▶ Task description: Which lines run from the line with "Tag the young" through the line with "Tag the snow on" in the entries below? Print them exactly, both ends included, and nothing more.

Image point grounding data
▬▬▬
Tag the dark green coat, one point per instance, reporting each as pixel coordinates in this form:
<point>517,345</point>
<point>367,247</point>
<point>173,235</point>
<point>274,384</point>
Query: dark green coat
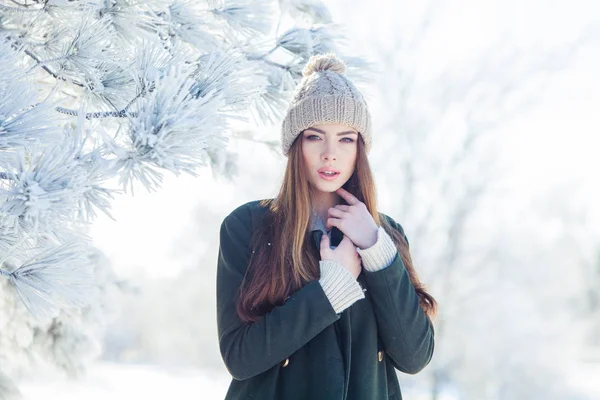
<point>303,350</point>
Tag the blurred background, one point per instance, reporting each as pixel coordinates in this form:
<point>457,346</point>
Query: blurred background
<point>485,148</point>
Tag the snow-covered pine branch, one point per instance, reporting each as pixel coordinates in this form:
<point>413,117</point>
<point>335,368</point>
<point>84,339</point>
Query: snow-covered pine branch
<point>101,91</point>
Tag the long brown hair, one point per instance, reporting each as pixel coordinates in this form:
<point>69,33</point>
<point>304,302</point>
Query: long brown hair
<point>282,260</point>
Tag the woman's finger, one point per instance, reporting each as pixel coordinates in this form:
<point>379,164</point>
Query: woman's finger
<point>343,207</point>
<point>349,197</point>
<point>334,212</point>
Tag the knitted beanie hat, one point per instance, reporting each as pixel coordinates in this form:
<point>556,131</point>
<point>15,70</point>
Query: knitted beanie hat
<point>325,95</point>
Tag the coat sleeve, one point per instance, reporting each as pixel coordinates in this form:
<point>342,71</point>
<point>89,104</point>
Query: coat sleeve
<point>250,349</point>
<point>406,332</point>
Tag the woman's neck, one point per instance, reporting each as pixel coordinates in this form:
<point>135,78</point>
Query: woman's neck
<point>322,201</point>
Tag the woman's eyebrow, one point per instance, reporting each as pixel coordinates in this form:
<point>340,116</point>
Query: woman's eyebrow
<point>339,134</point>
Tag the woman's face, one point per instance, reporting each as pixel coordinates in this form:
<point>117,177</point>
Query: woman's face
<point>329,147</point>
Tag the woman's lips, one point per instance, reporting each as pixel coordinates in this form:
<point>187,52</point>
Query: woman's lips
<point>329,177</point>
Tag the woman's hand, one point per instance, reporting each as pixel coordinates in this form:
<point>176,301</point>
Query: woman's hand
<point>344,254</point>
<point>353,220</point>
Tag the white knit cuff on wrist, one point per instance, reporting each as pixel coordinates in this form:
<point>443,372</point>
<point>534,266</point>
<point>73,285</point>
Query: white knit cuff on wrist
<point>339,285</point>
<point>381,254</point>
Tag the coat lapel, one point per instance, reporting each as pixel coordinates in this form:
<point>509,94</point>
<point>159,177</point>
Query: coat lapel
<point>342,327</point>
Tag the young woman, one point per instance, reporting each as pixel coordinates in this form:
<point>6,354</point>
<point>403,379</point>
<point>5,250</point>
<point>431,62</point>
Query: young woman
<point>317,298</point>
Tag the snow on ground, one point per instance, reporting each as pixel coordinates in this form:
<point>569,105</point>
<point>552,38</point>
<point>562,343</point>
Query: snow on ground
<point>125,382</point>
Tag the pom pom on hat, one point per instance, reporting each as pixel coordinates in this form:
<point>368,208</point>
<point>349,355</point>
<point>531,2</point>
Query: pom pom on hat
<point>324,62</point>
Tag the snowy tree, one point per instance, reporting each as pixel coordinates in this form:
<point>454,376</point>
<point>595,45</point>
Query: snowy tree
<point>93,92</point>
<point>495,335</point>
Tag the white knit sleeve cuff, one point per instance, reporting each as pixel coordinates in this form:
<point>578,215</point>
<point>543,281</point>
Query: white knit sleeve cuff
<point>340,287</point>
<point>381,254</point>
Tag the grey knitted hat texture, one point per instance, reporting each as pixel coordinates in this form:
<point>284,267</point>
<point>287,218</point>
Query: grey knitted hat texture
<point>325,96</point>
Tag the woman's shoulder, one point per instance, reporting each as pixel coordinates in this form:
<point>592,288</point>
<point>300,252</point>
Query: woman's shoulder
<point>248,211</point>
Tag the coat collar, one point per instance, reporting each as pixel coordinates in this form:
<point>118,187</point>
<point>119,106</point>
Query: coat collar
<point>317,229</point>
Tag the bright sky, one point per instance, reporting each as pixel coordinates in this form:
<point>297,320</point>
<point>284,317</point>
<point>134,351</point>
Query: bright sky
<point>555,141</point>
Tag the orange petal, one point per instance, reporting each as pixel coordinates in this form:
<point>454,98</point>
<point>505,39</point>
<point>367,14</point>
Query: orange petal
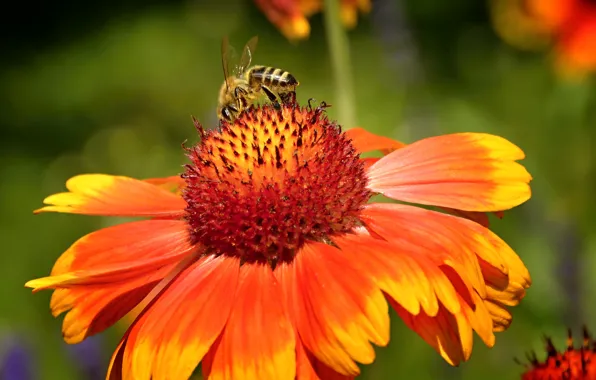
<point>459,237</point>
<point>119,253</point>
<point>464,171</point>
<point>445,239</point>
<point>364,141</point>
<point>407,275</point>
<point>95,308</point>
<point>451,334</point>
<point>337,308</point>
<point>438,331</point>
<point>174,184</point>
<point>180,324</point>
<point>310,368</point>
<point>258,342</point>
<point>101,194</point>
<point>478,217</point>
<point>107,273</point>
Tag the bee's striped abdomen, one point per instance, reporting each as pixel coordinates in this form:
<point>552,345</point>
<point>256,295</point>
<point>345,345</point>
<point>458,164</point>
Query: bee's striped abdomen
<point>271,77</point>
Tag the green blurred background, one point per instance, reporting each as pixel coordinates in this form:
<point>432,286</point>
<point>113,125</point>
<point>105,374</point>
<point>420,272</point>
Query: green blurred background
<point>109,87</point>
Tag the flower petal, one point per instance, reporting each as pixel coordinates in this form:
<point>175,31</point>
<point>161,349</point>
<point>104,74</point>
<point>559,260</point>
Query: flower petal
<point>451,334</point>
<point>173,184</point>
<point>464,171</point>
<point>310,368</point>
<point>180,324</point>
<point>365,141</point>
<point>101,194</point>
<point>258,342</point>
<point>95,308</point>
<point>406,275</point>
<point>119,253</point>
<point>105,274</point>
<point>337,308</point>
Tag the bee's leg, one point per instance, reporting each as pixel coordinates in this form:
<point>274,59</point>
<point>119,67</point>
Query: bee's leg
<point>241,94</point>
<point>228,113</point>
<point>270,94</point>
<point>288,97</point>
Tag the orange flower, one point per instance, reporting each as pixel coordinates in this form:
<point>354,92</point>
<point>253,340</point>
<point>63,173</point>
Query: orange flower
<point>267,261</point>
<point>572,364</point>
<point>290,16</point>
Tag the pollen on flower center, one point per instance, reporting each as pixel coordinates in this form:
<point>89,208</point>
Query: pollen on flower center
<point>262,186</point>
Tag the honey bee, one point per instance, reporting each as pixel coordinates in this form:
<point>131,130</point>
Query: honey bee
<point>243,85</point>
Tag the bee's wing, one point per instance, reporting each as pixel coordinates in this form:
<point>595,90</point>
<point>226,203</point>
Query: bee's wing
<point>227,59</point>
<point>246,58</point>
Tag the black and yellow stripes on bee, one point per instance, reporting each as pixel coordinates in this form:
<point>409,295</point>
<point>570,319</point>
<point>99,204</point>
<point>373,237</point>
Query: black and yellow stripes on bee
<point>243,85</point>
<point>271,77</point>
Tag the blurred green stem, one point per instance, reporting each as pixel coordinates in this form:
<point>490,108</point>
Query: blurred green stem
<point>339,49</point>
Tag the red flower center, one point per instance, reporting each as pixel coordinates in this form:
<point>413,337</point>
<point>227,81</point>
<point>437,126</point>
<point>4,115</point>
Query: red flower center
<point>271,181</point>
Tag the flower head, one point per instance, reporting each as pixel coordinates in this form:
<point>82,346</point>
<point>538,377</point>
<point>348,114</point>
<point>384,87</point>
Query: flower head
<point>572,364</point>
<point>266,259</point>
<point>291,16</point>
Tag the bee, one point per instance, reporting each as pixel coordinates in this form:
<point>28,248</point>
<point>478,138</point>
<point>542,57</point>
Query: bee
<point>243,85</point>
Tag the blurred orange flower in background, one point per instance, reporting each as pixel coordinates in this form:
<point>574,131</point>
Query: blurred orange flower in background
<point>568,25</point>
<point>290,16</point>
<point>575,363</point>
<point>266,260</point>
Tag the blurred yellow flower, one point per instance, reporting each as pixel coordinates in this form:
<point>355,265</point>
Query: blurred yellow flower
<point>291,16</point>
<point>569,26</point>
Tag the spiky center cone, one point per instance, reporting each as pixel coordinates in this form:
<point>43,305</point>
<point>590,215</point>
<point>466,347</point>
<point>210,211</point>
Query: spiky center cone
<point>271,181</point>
▬▬▬
▶ Exercise output:
Tag the young woman, one point per instance, reporting each as pixel coordinates in this form:
<point>6,354</point>
<point>403,379</point>
<point>5,250</point>
<point>431,62</point>
Query: young woman
<point>317,298</point>
Tag the snow on ground, one point per instance, reporting each as pixel coordinates in this form:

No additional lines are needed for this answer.